- [EXTRACTED DATA]:
○ ○ ○

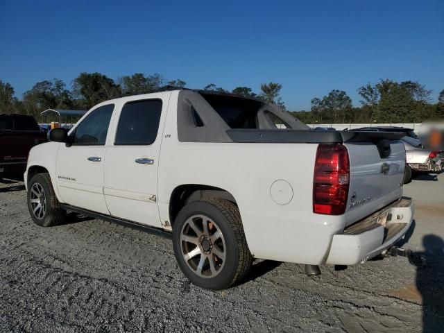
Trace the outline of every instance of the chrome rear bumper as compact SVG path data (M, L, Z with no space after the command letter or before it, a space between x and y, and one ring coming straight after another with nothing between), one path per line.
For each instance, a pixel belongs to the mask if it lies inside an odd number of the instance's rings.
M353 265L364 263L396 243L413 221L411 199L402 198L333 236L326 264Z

○ ○ ○

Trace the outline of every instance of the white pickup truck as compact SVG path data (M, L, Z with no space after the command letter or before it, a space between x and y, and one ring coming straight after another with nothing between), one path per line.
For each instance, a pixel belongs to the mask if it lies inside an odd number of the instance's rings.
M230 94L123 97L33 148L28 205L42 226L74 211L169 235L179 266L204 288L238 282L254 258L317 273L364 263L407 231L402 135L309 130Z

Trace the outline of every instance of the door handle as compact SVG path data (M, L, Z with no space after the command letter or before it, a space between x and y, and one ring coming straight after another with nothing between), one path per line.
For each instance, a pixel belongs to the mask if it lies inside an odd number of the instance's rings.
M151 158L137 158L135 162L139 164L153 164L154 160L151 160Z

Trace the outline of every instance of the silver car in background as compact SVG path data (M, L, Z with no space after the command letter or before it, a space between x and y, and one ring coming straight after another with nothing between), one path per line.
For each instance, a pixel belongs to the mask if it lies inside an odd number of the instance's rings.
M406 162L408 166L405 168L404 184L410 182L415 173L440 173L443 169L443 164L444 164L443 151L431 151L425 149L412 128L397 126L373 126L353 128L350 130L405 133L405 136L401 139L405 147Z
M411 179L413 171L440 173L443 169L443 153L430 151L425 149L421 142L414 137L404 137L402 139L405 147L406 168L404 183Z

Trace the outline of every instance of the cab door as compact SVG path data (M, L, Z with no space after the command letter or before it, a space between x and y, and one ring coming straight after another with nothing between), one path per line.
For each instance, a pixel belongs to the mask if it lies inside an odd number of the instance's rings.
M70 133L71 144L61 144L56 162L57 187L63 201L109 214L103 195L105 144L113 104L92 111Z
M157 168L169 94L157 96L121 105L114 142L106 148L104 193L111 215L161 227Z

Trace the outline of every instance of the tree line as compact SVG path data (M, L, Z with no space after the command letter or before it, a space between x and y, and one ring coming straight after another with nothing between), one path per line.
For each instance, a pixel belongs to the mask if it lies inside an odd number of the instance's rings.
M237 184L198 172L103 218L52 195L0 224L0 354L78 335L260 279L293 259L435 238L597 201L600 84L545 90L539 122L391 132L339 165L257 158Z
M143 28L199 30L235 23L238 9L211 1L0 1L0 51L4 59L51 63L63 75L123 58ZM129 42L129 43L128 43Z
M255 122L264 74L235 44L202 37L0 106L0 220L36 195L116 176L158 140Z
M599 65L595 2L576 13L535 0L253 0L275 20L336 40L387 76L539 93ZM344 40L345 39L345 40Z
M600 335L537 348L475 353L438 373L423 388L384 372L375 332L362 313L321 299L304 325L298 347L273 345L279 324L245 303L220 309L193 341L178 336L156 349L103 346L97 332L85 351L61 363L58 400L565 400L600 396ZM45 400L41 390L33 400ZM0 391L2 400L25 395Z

○ ○ ○

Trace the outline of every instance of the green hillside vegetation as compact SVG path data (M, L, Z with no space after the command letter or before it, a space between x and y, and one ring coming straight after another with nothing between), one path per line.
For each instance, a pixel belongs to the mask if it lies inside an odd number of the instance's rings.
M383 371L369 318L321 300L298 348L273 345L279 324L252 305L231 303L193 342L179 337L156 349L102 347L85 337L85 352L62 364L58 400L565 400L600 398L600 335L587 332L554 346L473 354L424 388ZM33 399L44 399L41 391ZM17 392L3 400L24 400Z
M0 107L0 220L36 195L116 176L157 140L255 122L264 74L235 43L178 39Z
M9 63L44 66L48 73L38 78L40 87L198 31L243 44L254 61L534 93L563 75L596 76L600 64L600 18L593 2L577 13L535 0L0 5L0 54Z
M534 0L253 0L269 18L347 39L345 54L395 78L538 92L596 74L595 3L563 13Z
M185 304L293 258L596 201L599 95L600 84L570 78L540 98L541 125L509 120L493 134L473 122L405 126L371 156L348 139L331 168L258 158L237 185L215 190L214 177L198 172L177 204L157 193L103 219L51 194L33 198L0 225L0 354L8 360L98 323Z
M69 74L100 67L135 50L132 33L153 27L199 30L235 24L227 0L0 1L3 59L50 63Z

○ ○ ○

- [EXERCISE OBJECTIVE]:
Lay out the entries from the line with "Trace the outline of every instance of the door" to the line with "M151 158L137 158L135" as a two-column CSV headed instruction and response. Give one row per entry, and put each field in double quotes with its line breaks replaced by spaces.

- [WRITTEN REPLY]:
instruction,response
"Trace the outline of every instance of the door handle as compact SVG path data (M, L, Z with no space after the command letter or before it, a space between x and y, and one ring coming straight after another with nothing between), one path per line. For each instance, a pixel belongs to the mask if it lies inside an odd number of the instance's rings.","M151 158L137 158L135 162L139 164L153 164L154 160L151 160Z"